**Your objective:**
Write out each line exactly as it stands, please.

**Supplied entries:**

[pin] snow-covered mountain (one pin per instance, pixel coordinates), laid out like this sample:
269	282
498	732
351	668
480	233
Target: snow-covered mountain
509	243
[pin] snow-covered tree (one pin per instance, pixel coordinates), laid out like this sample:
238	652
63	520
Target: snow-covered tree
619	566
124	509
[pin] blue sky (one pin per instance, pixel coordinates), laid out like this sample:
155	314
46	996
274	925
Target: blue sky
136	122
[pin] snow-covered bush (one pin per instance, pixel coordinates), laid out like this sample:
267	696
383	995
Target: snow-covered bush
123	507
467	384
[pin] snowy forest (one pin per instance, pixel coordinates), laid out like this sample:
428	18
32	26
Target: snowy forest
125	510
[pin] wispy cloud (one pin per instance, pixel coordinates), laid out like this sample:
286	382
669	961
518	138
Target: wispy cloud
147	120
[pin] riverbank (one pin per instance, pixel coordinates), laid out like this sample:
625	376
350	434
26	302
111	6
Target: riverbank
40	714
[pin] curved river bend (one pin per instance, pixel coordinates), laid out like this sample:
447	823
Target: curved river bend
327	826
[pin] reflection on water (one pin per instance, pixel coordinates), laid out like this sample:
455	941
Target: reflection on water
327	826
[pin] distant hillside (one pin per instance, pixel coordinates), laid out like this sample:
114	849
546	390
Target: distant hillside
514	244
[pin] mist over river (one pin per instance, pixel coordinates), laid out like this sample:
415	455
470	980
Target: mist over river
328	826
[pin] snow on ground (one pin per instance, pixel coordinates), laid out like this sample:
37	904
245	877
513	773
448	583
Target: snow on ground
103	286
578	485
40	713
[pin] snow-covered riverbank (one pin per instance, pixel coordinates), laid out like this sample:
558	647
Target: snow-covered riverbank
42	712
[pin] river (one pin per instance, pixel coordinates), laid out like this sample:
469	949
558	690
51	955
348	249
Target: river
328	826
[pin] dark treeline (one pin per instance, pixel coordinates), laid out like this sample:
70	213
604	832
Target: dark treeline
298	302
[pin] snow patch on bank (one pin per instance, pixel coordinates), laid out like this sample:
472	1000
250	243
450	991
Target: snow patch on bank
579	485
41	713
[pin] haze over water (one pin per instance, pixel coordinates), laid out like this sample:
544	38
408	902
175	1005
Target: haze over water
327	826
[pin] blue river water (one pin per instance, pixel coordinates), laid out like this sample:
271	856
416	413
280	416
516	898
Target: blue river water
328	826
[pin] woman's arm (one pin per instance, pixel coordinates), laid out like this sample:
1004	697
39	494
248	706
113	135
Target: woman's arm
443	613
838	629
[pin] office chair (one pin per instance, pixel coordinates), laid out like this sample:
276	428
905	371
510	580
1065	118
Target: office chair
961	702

**Reply to the task:**
[pin] snow-covered mountain (one pin per instance, pixel coordinates), laid out like this sample:
269	282
498	732
351	668
480	233
Target: snow-covered mountain
509	243
[pin] snow-covered tree (one pin per instance, pixel coordinates), laid out like this sample:
238	652
63	520
Target: snow-covered tree
619	566
124	509
[pin] blue sky (one pin per instance, pixel coordinates), laid out like this sample:
155	314
46	996
274	925
Target: blue sky
136	122
[pin] snow-covered bush (one pin per instance, pixel coordinates), laid out like this sample:
267	696
383	995
Target: snow-covered bush
123	507
467	384
[pin] snowy forest (one pin per instance, pixel coordinates), laid out like this sample:
428	18
32	26
Target: snowy forest
125	510
[pin] wispy cloud (one pin per instance, pixel coordinates), laid out like this sample:
286	382
669	961
518	138
Target: wispy cloud
147	120
[pin] riverbank (one pin per instance, pixel coordinates), laid out like this sample:
625	376
350	434
26	302
111	6
Target: riverbank
40	714
[pin] curved river bend (one pin per instance, pixel coordinates), laid out like this sample:
447	823
Target: curved river bend
327	826
[pin] reflection on water (one pin per instance, pixel coordinates), laid out like this sample:
455	941
Target: reflection on water
327	826
[pin] distant hillside (one pin per instance, pixel coordinates), laid out like this sample:
114	849
546	390
Target: distant hillside
514	244
[pin] mist over river (one pin per instance, pixel coordinates), laid out like this sample:
415	455
470	980
Target: mist over river
328	826
[pin] snow on ground (one pin per instance, pixel coordinates), laid out like this sample:
37	904
245	877
513	773
448	583
Target: snow on ground
103	286
578	485
40	713
[pin] snow-covered riverbank (one pin per instance, pixel coordinates), laid out like this sample:
558	647
Target: snow-covered riverbank
42	712
[pin] river (one pin per instance, pixel coordinates), laid out like this sample:
469	949
558	690
51	955
348	249
Target: river
328	826
[pin] dark treeline (one pin per instance, pixel coordinates), laid out like this sample:
70	213
604	832
Target: dark treeline
298	302
[pin] snow patch on bank (one pin per instance, pixel coordinates), laid out like this sample:
472	1000
250	243
450	991
Target: snow patch on bank
579	485
41	713
[pin] haze over water (one pin per instance, pixel coordinates), laid out like this sample:
544	38
408	902
175	1005
Target: haze over water
327	826
[pin] blue river water (one pin per instance, pixel coordinates), laid out like this sample:
271	856
416	413
280	416
516	898
Target: blue river water
328	826
[pin] woman's arm (one pin per instance, pixel coordinates), laid out like this sample:
1004	697
39	494
248	706
113	135
Target: woman's arm
443	613
838	629
[pin] office chair (one pin per instance, pixel coordinates), laid out like this sample:
276	428
905	371
510	580
1065	118
Target: office chair
961	702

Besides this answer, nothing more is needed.